▶ _EXERCISE REQUIREMENTS_: Can you return, word for word, the lines starting at the one that contains "One marker belongs on each instance of the pathway." and continuing through the final line, with both of those included?

══ EXTRACTED ENTRIES

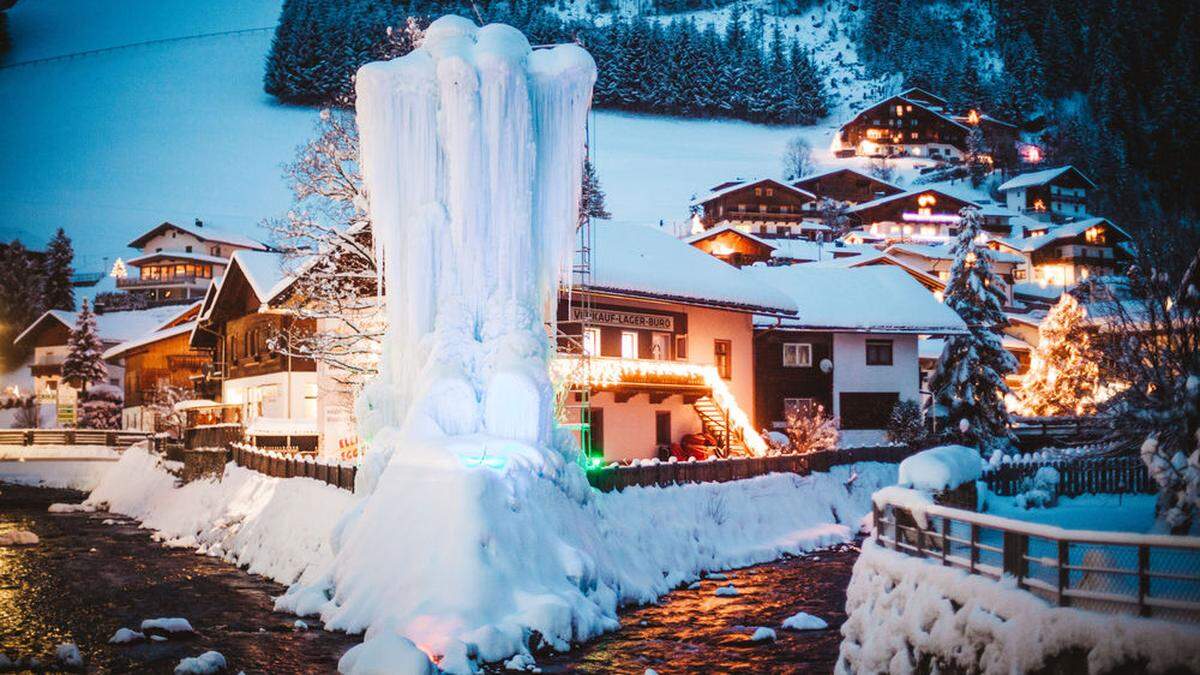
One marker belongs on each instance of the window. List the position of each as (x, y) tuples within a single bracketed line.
[(799, 406), (797, 354), (723, 356), (628, 345), (592, 341), (661, 428), (879, 352)]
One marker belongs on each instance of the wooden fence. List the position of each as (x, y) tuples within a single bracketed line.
[(279, 465), (117, 438), (609, 478), (1075, 476), (1116, 572)]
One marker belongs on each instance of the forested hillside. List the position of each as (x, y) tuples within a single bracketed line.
[(750, 69), (1113, 81)]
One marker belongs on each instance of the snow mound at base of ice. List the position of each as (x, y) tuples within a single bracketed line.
[(205, 664), (940, 469), (804, 621), (385, 652)]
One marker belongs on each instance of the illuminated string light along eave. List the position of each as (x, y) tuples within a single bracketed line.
[(611, 371)]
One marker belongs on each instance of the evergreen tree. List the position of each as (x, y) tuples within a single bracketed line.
[(592, 197), (83, 364), (969, 384), (57, 272), (1063, 375)]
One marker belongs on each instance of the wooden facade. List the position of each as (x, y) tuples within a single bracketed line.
[(733, 246), (847, 185), (773, 205)]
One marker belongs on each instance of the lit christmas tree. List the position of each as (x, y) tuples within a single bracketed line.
[(1063, 374), (969, 386)]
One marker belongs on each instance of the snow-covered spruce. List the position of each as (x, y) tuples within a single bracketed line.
[(901, 609)]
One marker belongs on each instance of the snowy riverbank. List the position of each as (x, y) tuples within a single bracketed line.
[(655, 538)]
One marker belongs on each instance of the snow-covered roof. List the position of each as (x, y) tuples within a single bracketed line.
[(723, 228), (112, 327), (149, 339), (642, 261), (204, 233), (840, 169), (1041, 178), (877, 299), (177, 255), (881, 201), (742, 184), (1065, 231), (939, 252)]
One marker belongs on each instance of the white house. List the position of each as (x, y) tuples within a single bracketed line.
[(852, 347)]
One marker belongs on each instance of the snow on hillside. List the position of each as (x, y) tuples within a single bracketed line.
[(113, 143)]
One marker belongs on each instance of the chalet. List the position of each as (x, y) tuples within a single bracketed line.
[(178, 262), (852, 347), (732, 245), (937, 260), (847, 185), (660, 345), (916, 123), (923, 215), (237, 322), (48, 336), (1049, 195), (159, 358), (767, 208), (1065, 255)]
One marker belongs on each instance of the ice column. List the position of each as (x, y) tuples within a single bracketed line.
[(472, 151)]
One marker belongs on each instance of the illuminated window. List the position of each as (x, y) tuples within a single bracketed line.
[(797, 354)]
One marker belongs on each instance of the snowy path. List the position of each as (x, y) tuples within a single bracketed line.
[(85, 579), (695, 631)]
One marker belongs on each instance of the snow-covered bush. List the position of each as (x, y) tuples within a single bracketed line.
[(906, 424), (809, 430), (1041, 490), (100, 407)]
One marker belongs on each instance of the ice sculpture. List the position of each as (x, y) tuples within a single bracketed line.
[(475, 529)]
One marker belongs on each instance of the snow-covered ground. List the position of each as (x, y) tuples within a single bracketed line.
[(655, 538), (115, 142), (900, 608), (1110, 513)]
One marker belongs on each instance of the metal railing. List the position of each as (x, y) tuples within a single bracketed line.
[(1114, 572), (112, 438), (292, 465), (609, 478)]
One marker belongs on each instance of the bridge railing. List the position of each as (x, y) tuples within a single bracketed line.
[(1115, 572)]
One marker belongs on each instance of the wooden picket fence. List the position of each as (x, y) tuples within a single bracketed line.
[(1089, 476), (112, 438), (1151, 575), (609, 478), (280, 465)]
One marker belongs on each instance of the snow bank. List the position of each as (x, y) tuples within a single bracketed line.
[(275, 527), (901, 609), (940, 469), (628, 547)]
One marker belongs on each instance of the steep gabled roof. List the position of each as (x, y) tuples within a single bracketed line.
[(204, 233), (882, 201), (845, 169), (1043, 177), (730, 186)]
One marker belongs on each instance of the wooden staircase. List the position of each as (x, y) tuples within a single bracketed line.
[(717, 423)]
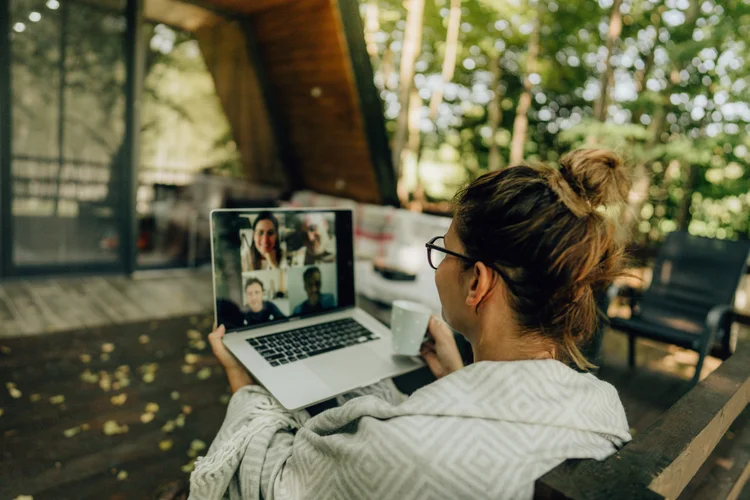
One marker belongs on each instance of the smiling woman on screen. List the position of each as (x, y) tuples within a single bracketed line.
[(517, 272)]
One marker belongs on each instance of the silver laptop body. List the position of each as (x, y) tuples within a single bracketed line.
[(302, 382)]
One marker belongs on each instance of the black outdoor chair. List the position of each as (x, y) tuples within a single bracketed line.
[(690, 300)]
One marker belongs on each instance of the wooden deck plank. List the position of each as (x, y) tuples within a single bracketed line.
[(28, 309), (118, 306), (10, 319), (91, 312), (139, 292), (56, 304), (34, 441)]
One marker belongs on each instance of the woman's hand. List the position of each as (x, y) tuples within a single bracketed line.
[(236, 373), (440, 351)]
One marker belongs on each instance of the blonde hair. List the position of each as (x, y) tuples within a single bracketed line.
[(543, 229)]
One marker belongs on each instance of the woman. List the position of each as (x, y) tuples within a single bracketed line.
[(517, 272), (265, 250)]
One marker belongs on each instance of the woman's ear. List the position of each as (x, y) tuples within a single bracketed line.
[(481, 283)]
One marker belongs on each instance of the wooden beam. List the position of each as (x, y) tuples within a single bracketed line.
[(186, 16), (370, 104), (245, 7), (662, 460)]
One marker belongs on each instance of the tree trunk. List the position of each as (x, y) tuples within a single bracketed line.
[(409, 53), (449, 58), (521, 122), (615, 28), (495, 113), (684, 216), (372, 26), (413, 146), (384, 72)]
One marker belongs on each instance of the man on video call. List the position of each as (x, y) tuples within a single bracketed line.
[(316, 301), (319, 247), (260, 310)]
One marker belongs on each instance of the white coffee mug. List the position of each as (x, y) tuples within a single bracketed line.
[(409, 322)]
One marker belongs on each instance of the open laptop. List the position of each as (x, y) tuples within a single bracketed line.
[(284, 289)]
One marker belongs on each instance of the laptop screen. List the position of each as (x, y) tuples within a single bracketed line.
[(273, 265)]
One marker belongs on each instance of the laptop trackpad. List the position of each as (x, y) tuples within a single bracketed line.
[(361, 367)]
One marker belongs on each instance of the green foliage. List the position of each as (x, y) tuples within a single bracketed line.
[(688, 124)]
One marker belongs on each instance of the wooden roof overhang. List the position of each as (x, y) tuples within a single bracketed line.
[(296, 83)]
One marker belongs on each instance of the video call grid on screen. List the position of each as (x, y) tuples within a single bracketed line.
[(272, 265)]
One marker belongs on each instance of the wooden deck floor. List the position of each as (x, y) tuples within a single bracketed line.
[(31, 307), (110, 390)]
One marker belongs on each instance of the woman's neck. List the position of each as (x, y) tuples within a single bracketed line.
[(500, 339)]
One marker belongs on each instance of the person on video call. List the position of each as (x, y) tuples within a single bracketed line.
[(265, 250), (319, 246), (260, 310), (316, 301)]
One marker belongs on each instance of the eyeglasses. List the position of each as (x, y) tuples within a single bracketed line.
[(435, 258)]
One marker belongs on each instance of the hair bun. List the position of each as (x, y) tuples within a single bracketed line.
[(596, 175)]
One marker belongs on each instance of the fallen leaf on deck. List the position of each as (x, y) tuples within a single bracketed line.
[(121, 374), (111, 428), (71, 432), (105, 382), (119, 400)]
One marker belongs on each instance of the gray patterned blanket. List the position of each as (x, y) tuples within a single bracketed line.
[(487, 431)]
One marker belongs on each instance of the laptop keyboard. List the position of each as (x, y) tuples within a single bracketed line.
[(286, 347)]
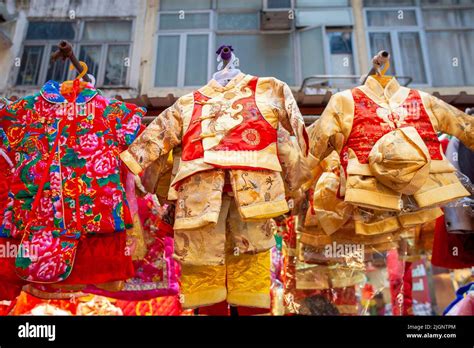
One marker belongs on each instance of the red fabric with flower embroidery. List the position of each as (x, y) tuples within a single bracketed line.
[(73, 147), (368, 127)]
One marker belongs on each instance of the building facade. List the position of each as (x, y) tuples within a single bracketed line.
[(152, 51)]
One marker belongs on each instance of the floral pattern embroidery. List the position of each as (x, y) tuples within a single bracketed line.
[(72, 145)]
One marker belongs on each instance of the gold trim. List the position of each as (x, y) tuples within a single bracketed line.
[(265, 210), (131, 162), (347, 309), (261, 100), (441, 195), (248, 299), (380, 227), (188, 168), (354, 167), (196, 221), (203, 298), (373, 199), (263, 159), (420, 217)]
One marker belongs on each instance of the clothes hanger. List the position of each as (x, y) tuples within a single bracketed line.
[(382, 59), (227, 68)]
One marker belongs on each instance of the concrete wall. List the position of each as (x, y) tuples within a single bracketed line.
[(81, 9)]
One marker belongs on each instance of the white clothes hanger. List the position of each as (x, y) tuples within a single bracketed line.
[(227, 68)]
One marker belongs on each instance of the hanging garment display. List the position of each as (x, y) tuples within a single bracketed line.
[(392, 173), (66, 192), (156, 272), (228, 137)]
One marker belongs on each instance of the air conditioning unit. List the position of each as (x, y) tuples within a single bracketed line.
[(277, 20)]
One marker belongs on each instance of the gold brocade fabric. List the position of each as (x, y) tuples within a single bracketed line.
[(209, 245), (399, 167), (226, 261), (243, 281), (220, 114)]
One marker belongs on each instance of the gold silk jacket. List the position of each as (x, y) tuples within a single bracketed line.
[(233, 128), (390, 160)]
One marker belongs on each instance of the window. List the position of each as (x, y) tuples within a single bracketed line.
[(449, 26), (341, 52), (398, 29), (103, 45), (264, 55), (321, 3)]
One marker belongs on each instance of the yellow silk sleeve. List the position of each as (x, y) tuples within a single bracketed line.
[(333, 128), (450, 120), (157, 140)]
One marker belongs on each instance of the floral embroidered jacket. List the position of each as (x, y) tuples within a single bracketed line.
[(83, 189), (6, 165)]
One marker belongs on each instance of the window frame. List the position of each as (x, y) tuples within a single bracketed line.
[(393, 31), (213, 31), (184, 33), (77, 43)]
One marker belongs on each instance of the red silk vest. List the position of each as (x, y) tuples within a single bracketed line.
[(254, 133)]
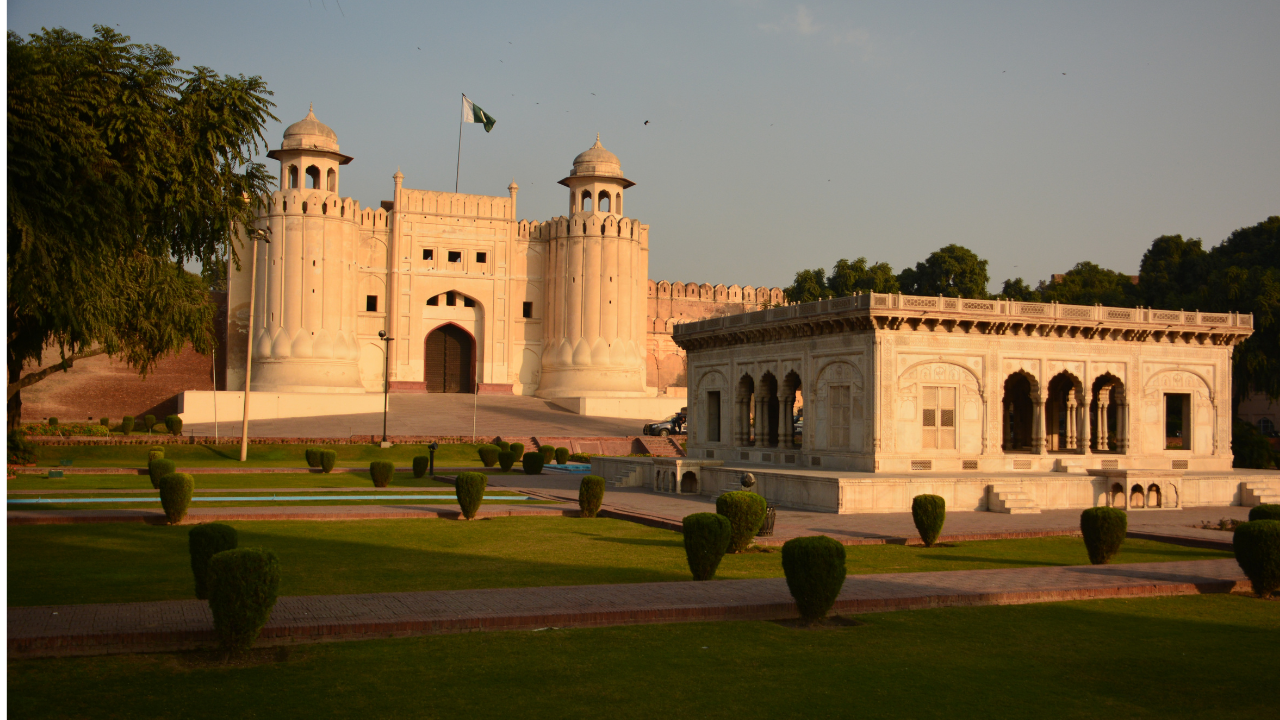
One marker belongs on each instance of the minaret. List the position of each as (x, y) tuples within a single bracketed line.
[(598, 269)]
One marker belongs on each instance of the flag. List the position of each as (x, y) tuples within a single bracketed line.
[(471, 113)]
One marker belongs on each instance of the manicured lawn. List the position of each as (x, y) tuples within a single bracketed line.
[(259, 455), (1197, 656), (124, 563)]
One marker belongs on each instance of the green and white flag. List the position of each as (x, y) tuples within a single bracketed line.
[(471, 113)]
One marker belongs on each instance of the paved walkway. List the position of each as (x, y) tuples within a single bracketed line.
[(137, 627)]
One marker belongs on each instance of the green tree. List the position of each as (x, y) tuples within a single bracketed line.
[(122, 167), (1088, 283), (951, 270)]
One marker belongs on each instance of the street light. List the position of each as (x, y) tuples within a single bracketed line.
[(387, 379)]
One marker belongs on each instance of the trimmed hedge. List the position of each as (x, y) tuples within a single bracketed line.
[(929, 511), (1104, 531), (176, 490), (205, 541), (328, 459), (506, 459), (1257, 551), (470, 491), (816, 572), (590, 495), (745, 513), (1265, 513), (380, 472), (707, 537), (488, 455), (533, 463), (242, 588), (159, 468)]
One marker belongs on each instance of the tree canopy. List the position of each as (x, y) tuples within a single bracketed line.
[(122, 167)]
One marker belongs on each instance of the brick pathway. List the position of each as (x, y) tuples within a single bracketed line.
[(137, 627)]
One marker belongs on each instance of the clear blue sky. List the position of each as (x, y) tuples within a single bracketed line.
[(785, 136)]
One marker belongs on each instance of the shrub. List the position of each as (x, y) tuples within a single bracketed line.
[(242, 588), (1265, 513), (506, 459), (470, 491), (1104, 531), (488, 455), (928, 511), (204, 541), (531, 463), (816, 572), (707, 537), (745, 513), (380, 470), (160, 468), (1257, 550), (590, 495), (176, 491)]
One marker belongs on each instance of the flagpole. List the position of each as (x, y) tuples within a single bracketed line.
[(458, 172)]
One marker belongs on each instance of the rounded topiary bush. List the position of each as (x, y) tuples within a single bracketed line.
[(470, 491), (745, 513), (506, 459), (421, 464), (488, 455), (160, 468), (1265, 513), (929, 511), (816, 572), (176, 490), (590, 495), (707, 536), (205, 541), (533, 463), (1104, 531), (1257, 551), (380, 472), (242, 588)]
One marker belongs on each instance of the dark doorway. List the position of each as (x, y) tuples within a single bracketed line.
[(449, 359)]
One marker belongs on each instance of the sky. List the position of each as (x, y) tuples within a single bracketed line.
[(782, 136)]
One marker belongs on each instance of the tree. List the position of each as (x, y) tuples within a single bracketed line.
[(120, 168), (952, 270)]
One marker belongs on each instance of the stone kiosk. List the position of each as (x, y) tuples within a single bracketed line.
[(995, 405)]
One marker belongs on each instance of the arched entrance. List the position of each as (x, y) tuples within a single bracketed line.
[(451, 355)]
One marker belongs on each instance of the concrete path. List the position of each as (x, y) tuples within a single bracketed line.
[(151, 627)]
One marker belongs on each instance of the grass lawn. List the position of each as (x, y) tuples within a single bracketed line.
[(246, 481), (126, 561), (1197, 656), (259, 455)]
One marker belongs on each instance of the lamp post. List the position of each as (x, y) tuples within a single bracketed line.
[(248, 352), (387, 379)]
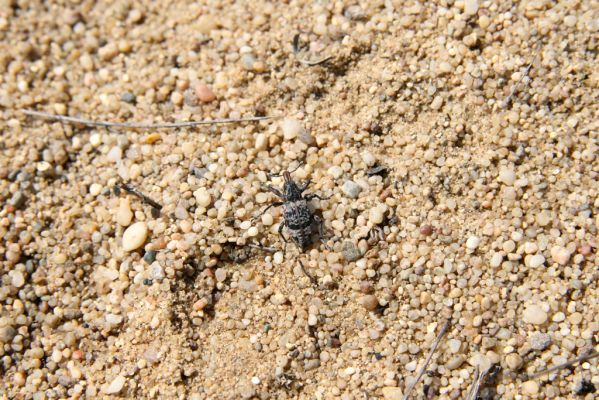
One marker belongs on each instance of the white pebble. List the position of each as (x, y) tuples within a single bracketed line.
[(135, 236), (113, 319), (351, 189), (116, 385), (535, 261), (472, 242), (368, 158), (335, 171), (377, 214), (18, 280), (530, 388), (277, 258), (534, 314), (560, 255), (291, 128), (203, 198), (507, 176), (470, 7), (245, 225), (261, 141), (124, 215), (95, 189), (496, 260), (115, 154)]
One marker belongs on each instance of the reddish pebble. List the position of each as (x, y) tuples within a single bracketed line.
[(204, 93), (426, 230)]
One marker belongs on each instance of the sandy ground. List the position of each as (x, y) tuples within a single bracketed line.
[(454, 144)]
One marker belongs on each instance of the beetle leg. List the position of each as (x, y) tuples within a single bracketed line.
[(305, 185), (311, 196), (320, 223), (281, 226), (276, 191), (275, 204)]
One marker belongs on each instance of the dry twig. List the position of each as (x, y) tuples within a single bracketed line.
[(428, 360), (137, 125), (478, 378), (508, 99), (564, 365)]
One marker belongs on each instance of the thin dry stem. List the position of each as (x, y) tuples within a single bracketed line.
[(428, 360), (564, 365), (137, 125), (478, 378), (508, 99)]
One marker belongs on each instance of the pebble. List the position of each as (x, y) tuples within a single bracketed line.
[(544, 218), (534, 314), (350, 251), (156, 271), (150, 256), (472, 243), (135, 236), (335, 171), (470, 7), (392, 393), (530, 388), (454, 362), (17, 200), (291, 128), (376, 214), (351, 189), (204, 93), (368, 158), (369, 302), (535, 261), (278, 299), (454, 345), (540, 341), (18, 280), (7, 334), (261, 141), (202, 196), (560, 255), (507, 176), (116, 385), (128, 97), (513, 361), (124, 215)]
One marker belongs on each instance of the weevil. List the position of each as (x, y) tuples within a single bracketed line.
[(297, 216)]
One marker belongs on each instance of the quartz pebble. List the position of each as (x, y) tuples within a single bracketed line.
[(513, 361), (540, 341), (507, 176), (536, 260), (472, 242), (351, 189), (135, 236), (392, 393), (18, 280), (204, 93), (116, 385), (124, 215), (560, 255), (291, 128), (534, 314), (470, 7), (530, 388), (351, 251), (369, 302)]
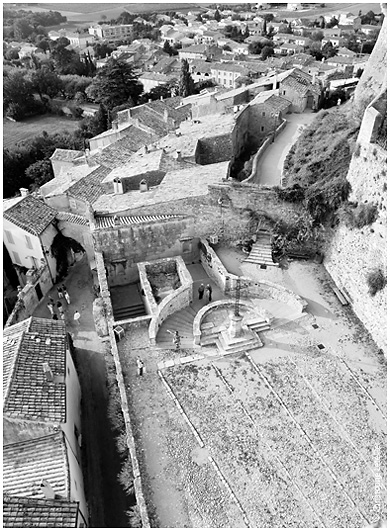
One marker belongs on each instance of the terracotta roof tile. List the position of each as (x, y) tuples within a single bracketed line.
[(27, 463), (30, 214), (27, 394), (89, 188), (29, 512)]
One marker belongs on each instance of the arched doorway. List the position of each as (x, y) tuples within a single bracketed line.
[(66, 251)]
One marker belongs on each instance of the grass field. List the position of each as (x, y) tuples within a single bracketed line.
[(14, 132)]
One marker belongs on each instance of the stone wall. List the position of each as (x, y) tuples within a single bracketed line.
[(374, 77), (28, 298), (249, 288), (354, 253), (215, 149)]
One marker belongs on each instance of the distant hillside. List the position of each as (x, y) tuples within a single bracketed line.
[(93, 12)]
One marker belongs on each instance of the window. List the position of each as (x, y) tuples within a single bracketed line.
[(9, 236), (16, 258), (28, 242)]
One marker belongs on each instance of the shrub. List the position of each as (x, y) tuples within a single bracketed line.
[(358, 216), (376, 281)]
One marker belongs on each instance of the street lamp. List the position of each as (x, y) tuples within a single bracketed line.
[(274, 131)]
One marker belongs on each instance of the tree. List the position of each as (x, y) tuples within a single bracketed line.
[(317, 35), (46, 82), (114, 84), (328, 50), (39, 173), (266, 52), (186, 83)]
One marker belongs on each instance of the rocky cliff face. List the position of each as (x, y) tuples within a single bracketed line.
[(374, 78), (355, 253)]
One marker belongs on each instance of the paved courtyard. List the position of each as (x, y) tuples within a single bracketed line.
[(291, 435)]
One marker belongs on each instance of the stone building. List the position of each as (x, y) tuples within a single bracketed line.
[(41, 414)]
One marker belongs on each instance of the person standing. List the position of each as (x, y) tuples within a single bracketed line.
[(140, 367), (76, 317), (66, 294), (209, 290), (201, 291)]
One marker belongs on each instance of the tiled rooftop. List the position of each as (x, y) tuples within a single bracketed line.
[(176, 185), (89, 188), (72, 218), (30, 214), (65, 154), (103, 222), (29, 512), (26, 392), (119, 152), (138, 164), (27, 463)]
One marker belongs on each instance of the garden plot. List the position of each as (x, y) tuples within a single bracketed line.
[(337, 452), (348, 403), (293, 450), (261, 485)]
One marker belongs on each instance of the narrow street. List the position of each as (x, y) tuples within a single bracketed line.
[(101, 462), (270, 167)]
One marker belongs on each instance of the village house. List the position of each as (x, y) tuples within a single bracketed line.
[(20, 511), (301, 89), (28, 232), (225, 74), (112, 33), (200, 51), (41, 414)]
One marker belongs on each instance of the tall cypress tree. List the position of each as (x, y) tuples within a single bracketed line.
[(186, 83)]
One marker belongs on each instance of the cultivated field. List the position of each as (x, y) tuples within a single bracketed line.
[(291, 433), (14, 132)]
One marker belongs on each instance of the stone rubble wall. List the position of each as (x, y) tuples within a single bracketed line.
[(353, 253), (105, 294)]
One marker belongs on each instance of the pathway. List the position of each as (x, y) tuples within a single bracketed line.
[(270, 167), (106, 499)]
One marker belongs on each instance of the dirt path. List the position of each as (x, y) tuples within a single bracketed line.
[(270, 167), (101, 462)]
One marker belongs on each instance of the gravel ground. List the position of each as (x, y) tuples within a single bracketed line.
[(303, 459)]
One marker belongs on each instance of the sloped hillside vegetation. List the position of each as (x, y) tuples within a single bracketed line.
[(317, 165)]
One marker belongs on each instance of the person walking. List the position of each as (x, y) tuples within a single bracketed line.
[(76, 317), (66, 294), (50, 305), (140, 367), (201, 291), (176, 338), (209, 290)]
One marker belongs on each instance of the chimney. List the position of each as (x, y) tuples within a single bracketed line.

════

▶ _ANSWER TO THE EXERCISE_:
One marker belongs on each instance of the pathway. List the position of each as (x, y) tuples within a single bracketed line.
[(270, 167), (106, 499)]
One marker belongs on each instance of the dirt path. List the position of each as (x, y) tuples within a single bracketed line.
[(270, 167), (101, 462)]
One marker belongs on each instance of the gravel ground. List the position of each as (x, y) tuples within a single bracketed line.
[(303, 459)]
One marker belongs on each instance of the sloped hillside vegetation. List the position of each as (x, y) tuples within a single bracketed line.
[(317, 165)]
One marker belongs on each instance of the person walking. List the position of each as (x, y) tuples within a single bracketed line.
[(76, 317), (66, 294), (50, 305), (140, 367), (201, 291), (176, 338), (209, 290)]
One marker belongs on each instance of the chimney. List the position of each as (x, y) tuples within a single bracketed line.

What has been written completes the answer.